What you have to do: Copy, unchanged, the lines starting with the line containing "the grass, given" and going on through the last line of the items, both included.

Coordinate annotation items:
— Start —

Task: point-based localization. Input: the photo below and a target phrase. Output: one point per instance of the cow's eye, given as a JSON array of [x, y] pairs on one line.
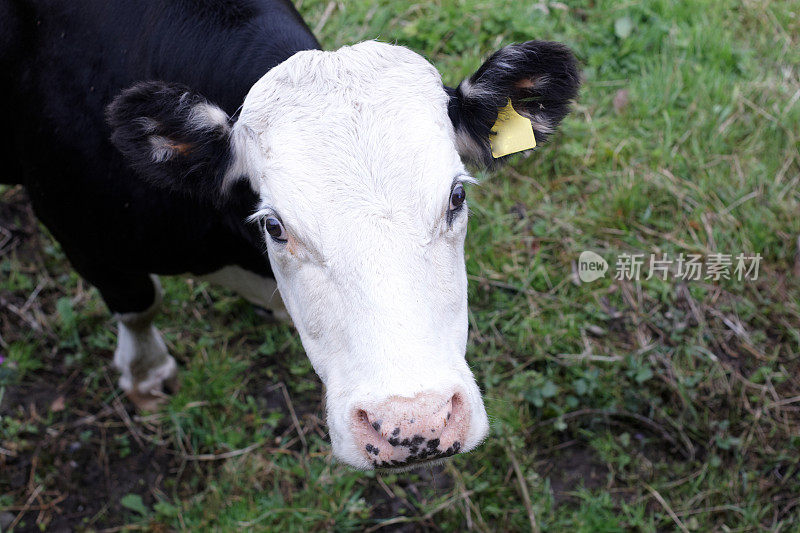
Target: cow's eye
[[274, 228], [457, 197]]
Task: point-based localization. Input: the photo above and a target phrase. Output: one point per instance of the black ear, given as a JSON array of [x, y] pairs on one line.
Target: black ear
[[173, 137], [541, 78]]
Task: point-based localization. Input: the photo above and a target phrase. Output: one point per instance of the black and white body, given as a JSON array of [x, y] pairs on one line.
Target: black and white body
[[216, 139]]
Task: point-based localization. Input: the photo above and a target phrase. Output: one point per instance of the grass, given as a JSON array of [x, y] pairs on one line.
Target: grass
[[615, 405]]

— End —

Response to the exercise:
Task: point-based localization. Input: the photo above and a target phrase. Output: one point per instance of the grass, given as a JSON array of [x, y] pairs on one line.
Target: grass
[[615, 405]]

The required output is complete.